Try it: Count the lines in the listing below that hold the string "doorway". Reply with the number alone.

Dataset records:

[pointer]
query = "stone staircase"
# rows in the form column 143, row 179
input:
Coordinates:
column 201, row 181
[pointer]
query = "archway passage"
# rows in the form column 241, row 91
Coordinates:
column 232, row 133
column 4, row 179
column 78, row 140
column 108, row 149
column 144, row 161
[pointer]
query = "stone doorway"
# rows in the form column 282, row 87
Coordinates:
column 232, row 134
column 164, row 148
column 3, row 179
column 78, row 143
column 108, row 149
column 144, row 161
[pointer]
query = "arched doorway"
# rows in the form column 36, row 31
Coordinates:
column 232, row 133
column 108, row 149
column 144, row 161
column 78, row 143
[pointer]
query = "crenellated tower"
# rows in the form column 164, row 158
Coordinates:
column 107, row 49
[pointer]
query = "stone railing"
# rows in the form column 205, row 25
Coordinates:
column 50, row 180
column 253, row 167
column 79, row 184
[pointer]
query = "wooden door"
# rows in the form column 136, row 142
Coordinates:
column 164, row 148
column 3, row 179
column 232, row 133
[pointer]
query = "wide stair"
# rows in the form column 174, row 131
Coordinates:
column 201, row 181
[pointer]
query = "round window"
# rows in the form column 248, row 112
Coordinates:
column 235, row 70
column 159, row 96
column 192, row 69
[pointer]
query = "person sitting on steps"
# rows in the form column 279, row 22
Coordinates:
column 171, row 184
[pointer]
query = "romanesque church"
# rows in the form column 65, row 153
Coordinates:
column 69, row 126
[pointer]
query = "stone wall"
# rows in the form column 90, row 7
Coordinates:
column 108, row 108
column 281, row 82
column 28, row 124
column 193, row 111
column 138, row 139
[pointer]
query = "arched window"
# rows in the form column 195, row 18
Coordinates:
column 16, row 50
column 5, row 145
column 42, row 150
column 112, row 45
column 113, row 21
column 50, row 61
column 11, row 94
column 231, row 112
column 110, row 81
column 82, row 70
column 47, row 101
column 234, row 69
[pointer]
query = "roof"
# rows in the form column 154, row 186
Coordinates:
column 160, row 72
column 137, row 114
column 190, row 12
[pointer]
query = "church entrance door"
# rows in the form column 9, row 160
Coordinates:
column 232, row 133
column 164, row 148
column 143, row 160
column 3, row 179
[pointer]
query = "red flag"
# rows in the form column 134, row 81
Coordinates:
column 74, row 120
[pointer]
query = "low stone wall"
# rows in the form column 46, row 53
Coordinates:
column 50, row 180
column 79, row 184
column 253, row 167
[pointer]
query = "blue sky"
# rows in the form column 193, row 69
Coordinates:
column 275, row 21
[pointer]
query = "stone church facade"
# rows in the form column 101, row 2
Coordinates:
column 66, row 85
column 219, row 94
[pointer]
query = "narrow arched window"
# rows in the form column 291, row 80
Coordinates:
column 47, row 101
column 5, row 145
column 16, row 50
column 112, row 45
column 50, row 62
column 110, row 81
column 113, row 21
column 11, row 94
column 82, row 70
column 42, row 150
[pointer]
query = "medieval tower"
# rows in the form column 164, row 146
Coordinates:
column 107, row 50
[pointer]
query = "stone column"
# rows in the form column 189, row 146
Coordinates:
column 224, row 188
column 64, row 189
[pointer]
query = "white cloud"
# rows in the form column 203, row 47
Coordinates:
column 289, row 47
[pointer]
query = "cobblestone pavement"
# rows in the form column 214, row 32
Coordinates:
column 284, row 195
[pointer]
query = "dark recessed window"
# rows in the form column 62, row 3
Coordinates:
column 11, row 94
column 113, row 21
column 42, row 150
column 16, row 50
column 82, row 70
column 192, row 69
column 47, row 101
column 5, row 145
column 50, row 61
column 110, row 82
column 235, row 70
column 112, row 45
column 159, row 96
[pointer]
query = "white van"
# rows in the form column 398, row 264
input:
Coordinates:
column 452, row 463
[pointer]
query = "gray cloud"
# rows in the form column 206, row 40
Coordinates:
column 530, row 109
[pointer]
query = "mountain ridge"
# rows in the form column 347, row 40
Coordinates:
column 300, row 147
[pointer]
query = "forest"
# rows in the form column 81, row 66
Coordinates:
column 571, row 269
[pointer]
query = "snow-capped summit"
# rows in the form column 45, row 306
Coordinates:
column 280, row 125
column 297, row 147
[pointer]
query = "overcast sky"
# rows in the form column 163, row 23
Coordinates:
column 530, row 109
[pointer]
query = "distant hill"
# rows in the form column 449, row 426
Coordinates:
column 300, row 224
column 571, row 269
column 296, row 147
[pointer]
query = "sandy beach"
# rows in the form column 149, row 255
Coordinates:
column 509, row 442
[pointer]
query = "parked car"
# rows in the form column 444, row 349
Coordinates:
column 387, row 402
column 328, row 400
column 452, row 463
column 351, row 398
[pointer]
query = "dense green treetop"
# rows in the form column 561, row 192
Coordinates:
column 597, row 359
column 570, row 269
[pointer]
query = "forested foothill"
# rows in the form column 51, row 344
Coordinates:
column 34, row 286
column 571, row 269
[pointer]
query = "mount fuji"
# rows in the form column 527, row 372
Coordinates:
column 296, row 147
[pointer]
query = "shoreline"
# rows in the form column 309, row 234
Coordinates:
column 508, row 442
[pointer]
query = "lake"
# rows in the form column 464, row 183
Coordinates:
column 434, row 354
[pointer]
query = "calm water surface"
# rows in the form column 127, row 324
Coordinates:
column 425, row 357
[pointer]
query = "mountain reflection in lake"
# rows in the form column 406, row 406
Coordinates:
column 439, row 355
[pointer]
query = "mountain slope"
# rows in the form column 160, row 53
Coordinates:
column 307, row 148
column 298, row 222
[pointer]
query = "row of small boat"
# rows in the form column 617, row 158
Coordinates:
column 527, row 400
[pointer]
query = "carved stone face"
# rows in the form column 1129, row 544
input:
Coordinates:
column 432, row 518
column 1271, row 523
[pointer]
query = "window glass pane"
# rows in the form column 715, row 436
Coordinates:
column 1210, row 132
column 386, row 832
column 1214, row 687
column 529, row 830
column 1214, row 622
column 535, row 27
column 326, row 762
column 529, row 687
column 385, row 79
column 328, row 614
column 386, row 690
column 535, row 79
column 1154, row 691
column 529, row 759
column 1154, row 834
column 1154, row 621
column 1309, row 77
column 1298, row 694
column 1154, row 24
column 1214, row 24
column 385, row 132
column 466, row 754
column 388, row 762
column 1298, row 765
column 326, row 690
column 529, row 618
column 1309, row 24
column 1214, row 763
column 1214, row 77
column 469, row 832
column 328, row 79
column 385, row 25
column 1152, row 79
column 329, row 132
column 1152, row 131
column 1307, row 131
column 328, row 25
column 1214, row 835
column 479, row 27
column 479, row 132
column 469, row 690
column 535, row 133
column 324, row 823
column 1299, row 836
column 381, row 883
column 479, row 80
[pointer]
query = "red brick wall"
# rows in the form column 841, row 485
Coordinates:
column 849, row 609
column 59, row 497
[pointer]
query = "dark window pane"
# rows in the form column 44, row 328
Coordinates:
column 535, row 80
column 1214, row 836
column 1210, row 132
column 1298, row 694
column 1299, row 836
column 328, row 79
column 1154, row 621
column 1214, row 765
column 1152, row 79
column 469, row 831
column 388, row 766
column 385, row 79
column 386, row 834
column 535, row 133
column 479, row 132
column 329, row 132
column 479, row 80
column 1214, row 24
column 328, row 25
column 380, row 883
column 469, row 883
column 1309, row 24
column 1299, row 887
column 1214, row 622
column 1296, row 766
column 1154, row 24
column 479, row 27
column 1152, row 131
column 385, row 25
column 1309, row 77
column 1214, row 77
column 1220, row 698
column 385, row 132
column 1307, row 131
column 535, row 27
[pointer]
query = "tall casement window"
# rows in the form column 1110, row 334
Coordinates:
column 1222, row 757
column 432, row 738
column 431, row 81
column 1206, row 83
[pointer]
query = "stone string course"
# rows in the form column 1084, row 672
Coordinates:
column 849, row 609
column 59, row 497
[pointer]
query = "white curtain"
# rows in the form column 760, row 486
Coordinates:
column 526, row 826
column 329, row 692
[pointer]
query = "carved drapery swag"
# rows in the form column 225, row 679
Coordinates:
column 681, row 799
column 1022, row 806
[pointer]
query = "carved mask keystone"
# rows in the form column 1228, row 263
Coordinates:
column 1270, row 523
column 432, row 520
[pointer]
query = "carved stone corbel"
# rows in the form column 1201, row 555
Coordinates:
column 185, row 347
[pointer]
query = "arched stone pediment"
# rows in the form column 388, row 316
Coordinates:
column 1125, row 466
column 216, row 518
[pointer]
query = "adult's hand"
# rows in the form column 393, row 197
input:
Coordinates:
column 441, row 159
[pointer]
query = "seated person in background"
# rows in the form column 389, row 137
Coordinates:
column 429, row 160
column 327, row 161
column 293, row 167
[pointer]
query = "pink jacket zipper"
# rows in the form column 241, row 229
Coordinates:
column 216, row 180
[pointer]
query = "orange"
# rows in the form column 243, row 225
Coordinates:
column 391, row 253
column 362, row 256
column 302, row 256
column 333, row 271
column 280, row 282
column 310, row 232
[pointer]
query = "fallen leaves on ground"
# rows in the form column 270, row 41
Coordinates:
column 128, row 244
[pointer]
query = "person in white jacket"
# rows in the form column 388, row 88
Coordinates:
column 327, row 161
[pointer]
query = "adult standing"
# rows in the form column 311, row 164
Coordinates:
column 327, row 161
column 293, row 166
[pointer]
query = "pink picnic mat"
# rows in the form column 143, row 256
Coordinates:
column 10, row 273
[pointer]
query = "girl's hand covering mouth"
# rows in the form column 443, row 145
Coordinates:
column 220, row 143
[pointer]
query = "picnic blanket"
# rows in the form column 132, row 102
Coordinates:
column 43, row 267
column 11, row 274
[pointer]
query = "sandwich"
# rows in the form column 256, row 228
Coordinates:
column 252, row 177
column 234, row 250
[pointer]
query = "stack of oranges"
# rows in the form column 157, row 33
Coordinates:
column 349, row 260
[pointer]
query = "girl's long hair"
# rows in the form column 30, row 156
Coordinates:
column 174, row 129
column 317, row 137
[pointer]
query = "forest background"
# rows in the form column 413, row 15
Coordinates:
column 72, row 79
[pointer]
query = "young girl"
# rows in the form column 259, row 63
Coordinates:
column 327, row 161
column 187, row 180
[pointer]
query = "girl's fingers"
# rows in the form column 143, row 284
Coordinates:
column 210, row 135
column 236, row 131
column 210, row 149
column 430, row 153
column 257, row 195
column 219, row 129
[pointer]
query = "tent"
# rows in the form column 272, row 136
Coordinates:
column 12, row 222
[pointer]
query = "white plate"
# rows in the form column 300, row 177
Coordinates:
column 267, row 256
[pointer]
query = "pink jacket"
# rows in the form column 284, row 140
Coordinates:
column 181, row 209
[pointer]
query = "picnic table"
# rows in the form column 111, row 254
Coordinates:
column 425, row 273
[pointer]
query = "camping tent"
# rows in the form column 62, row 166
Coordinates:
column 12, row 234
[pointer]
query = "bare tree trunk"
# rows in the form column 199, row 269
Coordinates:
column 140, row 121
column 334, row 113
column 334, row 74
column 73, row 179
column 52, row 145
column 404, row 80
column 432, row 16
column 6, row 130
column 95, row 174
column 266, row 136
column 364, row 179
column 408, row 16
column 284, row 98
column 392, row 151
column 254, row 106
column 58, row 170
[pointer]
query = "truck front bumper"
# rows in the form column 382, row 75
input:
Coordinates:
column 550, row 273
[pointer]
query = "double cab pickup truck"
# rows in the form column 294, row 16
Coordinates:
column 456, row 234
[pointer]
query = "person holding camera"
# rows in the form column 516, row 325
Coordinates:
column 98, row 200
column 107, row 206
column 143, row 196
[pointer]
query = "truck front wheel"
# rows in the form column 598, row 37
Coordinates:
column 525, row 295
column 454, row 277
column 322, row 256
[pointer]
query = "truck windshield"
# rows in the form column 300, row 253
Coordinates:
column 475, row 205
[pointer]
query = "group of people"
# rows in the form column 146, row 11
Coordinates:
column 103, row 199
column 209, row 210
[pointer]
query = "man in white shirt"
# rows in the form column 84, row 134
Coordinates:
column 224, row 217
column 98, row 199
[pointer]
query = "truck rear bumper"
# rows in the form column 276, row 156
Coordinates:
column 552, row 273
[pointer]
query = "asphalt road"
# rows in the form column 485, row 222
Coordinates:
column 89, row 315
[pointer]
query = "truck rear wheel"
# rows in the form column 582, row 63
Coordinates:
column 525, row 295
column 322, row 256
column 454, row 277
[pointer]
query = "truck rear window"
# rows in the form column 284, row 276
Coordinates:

Final answer: 2